> **TEXT EXCERPT**:
So far his short career has been pretty mediocre, indistinguishable from countless other players who quietly fell short of the expectations set before them. There’s an obvious poignancy to this, I think. The consensus was that Manaea was going to be a pretty great, and throughout his entire life he’d probably been even better than that. Every time he stepped on a field, all eyes would have fallen upon him. He was the single-combat hero of whatever school, town or city he came from. A transcendent athlete with limitless horizons unfurling before him, he’d likely never encountered an appetite his talent could not slake.

And then, once in the Big Leagues, he just wasn’t very good anymore. Other players were better. The axis of his life had shifted, and now he was the kid who couldn’t get anybody out, rather than the unblemished golden boy.

He’d fallen.

He was no longer the best.

He’d become like the rest of us.

Because of my involvement in Fantasy Baseball, I had watched a lot of his starts over the years. There’s something really intimate in that, to be so closely focused on another person. I saw parts of him he couldn’t keep hidden.  I saw how disappointment revealed itself on his face and then crept into his body and effected his game. I saw him battle that. I saw how he responded to incompetent teammates and punishing heat, I saw victories and uncertainties, and eventually I felt like I actually knew him, as if he had grown up just two doors over.

> **GOAL OF THE EXERCISE**:
Answer these questions about the passage on Manaea:
1. What was Manaea the single-combat hero of?
2. Once he reached the Big Leagues, what kind of kid did he become instead of the unblemished golden boy?
3. Why had the writer watched a lot of his starts over the years?

Referring expression data:
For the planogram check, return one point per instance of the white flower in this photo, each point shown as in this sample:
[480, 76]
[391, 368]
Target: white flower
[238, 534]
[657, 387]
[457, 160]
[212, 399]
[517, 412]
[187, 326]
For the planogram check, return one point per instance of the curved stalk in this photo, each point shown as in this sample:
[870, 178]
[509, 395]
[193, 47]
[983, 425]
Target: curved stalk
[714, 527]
==
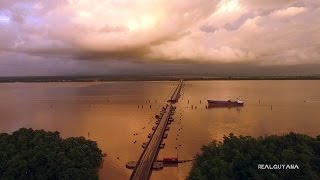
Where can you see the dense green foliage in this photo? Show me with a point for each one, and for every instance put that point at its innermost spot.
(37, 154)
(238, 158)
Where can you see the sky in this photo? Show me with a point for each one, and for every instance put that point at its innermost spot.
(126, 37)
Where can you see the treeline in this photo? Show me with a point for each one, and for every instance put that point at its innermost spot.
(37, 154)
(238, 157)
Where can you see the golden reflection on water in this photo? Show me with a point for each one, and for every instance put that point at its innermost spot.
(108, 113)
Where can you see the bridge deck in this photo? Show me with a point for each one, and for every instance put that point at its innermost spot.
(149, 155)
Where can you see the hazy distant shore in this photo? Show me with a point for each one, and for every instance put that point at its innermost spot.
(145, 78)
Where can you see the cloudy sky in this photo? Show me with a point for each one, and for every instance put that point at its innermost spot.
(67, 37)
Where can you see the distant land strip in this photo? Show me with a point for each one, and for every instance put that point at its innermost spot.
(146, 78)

> **SOLUTION TO THIS EXERCISE**:
1. Whatever school, town or city he came from.
2. The kid who couldn't get anybody out.
3. Because of the writer's involvement in Fantasy Baseball.